● Excerpts from a segmentation dataset:
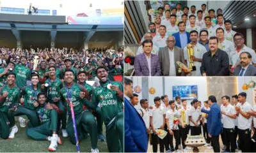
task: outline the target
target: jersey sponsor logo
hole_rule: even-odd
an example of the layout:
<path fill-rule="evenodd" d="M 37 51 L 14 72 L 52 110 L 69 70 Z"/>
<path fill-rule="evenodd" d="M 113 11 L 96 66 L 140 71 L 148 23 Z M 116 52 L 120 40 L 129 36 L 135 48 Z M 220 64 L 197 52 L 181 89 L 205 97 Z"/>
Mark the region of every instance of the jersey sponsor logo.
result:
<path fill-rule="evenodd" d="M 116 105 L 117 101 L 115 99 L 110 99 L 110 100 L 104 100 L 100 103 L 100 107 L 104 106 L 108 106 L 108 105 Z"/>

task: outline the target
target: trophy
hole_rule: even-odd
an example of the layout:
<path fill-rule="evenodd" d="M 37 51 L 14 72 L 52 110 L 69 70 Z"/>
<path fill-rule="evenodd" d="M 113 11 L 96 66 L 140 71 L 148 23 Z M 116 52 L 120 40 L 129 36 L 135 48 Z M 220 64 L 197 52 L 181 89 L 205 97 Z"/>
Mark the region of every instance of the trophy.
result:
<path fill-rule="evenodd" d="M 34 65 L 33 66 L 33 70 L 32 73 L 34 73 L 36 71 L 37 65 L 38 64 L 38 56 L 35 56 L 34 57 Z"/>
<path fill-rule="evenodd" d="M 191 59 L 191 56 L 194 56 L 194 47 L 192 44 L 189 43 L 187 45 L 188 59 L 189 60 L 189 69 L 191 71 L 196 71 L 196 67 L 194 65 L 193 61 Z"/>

...

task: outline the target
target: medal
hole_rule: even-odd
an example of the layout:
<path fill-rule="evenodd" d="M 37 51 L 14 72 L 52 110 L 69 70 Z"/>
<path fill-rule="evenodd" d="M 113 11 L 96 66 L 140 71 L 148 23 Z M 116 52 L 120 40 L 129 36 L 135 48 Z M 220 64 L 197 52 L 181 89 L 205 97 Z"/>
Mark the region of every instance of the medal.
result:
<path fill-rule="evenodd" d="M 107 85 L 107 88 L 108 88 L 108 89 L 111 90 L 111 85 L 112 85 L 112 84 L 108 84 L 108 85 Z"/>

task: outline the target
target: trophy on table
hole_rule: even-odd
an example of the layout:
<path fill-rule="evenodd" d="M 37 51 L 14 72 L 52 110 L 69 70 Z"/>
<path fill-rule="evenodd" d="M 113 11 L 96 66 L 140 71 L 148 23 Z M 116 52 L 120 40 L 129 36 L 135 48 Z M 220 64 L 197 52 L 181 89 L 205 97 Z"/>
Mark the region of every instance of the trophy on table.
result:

● PROBLEM DETAILS:
How many lines in the records above contain the word "medal", counting only matches with the same capitalization? Reply with the number alone.

● OUTPUT OF THE EXERCISE:
2